--- Raw data ---

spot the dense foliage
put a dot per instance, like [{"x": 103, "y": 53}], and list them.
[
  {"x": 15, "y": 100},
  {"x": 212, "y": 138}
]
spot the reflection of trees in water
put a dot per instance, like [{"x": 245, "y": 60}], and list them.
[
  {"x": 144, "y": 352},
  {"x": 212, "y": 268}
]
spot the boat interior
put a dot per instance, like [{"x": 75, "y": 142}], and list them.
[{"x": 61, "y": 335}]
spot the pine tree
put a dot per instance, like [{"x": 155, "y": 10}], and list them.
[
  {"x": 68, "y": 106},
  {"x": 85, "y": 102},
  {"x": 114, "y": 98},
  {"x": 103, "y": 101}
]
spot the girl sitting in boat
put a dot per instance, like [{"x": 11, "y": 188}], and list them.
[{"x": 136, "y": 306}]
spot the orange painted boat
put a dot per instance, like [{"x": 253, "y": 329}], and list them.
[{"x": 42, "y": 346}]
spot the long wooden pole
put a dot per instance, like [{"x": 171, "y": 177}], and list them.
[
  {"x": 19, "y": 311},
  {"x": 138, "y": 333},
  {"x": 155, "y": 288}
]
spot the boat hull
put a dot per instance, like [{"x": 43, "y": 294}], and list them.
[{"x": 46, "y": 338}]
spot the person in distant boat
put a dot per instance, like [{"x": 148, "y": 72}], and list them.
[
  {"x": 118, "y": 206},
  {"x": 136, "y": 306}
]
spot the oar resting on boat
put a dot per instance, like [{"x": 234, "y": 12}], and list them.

---

Directions: Pull every line containing "boat" out of the records.

Answer for the task:
spot the boat interior
spot the girl sitting in boat
spot the orange painted boat
spot the boat hull
spot the person in distant boat
spot the oar resting on boat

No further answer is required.